Text segment:
The paper is organized as follows. Sec. II recaps the CS mathematical background, in Sec. III the TMSP Compressed Sensing System is presented, while Sec. IV reports simulation results. Finally, we draw the conclusions.

II. COMPRESSED SENSING

The CS working principle transforms the real information content of an $n$ dimensional input signal $x$ into a measurement vector $y$ that is the output of $m$ linear projections of $x$ over the rows of a matrix $A$, called the sensing matrix [5]. This simple acquisition scheme reflects the implementation of an ideal encoder. Furthermore, in a real scenario, noise and other system non-idealities affect the final encoder output, which can be expressed as

$$y = A(x + \nu_x) + \nu_y,$$

where both $\nu_x$ and $\nu_y$ are additive disturbances modelling the mentioned non-idealities for the input signal and for the
measurement vector, e.g., quantization error or signal noise. In case of \( m < n \), CS provides a compression ratio defined as \( CR = n/m \).

On the receiver side, a decoder block must be able to recover the initial information \( x \) from the transmitted digital words composing \( y \) and the knowledge of the sensing matrix \( A \). Since \( A \) is a rectangular matrix, retrieving \( x \) from \( y \) is an ill-posed problem, i.e., multiple solutions exist. To guarantee a correct signal reconstruction, the CS decoder requires a proper assumption on the acquired class of signal, i.e., all input instances \( x \) must be \( \kappa \)-sparse. This means that an \( n \times n \) orthonormal matrix \( D \) exists, which defines the sparsity basis, so that any vector \( x = D\xi \) is such that \( \xi \), the \( n \)-dimensional vector containing projections of \( x \) over the columns of \( D \), has no more than \( \kappa \ll n \) non-zero components.

Written task 1:
Answer these questions about the compressed sensing passage:
(a) Which section reports the simulation results?
(b) How is the compression ratio defined when m < n?
(c) What does the n × n orthonormal matrix D define?
Written task 2: Carry on the compressed sensing passage from its last sentence, keeping its technical style.
This material comes from a different source than the passage on compressed sensing.

Point annotation records

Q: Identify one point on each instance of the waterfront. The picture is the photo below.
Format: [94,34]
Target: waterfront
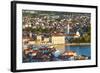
[58,53]
[55,36]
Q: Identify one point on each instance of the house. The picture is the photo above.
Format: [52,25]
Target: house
[58,39]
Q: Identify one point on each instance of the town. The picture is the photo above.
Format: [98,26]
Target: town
[49,36]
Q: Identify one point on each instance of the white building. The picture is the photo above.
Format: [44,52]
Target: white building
[59,39]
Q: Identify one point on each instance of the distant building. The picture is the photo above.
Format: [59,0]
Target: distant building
[58,39]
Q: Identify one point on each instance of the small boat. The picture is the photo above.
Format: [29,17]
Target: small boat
[70,53]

Written reply 1:
(a) Sec. IV
(b) CR = n/m
(c) The sparsity basis

Written reply 2:
With this assumption, the decoder is designed to give the reconstructed input signal \( \hat{x} = D\xi \), where \( \xi \) is the sparsest vector \( \xi \) that matches (1) with a proper tolerance. This is mapped in the solution of the following optimization problem [6]

\[
\xi = \arg \min_{\xi} \|\xi\|_1 \quad \text{s.t.} \quad \|AD\xi - y\|_2 < \varepsilon ,
\]

where \( \| \cdot \|_1 \) stands for the \( \ell_1 \) norm and \( \varepsilon \) balances the effects of both \( \nu_y \) and \( \nu_y' \).

Finally, proper decoding is ensured assuming \( A \) satisfies some constraints and a minimum number of measurements are available. In standard CS theory, this is ensured by generating entries of \( A \) as instances of independent and identically distributed random variables [6]. Along all possible CS encoders already proposed in the literature, circuit implementations that adopt either antipodal or ternary random sensing matrices are more advantageous [8], [11]–[13]. This means that the sensing matrix entries are still random but are limited to either \( A_{i,j} \in \{-1, 1\} \) or \( A_{i,j} \in \{-1, 0, 1\} \) where, in the latter case, an increase in the number of zeros implies a reduction in the number of operations needed to compute \( y \).

If we assume that for the \( i \)-th row of \( A \) only \( d \) entries are non-zeros, where the number of 1 and \(-1\) are \( d^+ \) and \( d^- \), then the \( i \)-th measurement becomes

\[
y_i = \sum_{j=1}^{d^+} x_{p_i(j)} - \sum_{j=1}^{d^-} x_{n_i(j)} ,
\]

where \( p_i(\cdot) \) and \( n_i(\cdot) \) map the positions of positive and negative entries of the \( i \)-th row of \( A \), respectively.

The CS approach was expanded in [8], [14] where the authors proposed a soft adaptation of the second-order statistics of the sensing matrix rows to the second-order statistics of the acquired class of signals, and this method is called rakeness-based CS.

Rakeness-based CS imposes the following \( n \times n \) correlation matrix \( C_A \) to the rows of \( A \),

\[
C_A = \frac{n}{2} \left( \frac{C_x}{\text{tr}(C_x)} + I_n \right) ,
\]

where \( \text{tr}(\cdot) \) stands for matrix trace, \( I_n \) is the \( n \)-dimensional identity matrix and \( C_x \) is an estimation of the input signal correlation matrix.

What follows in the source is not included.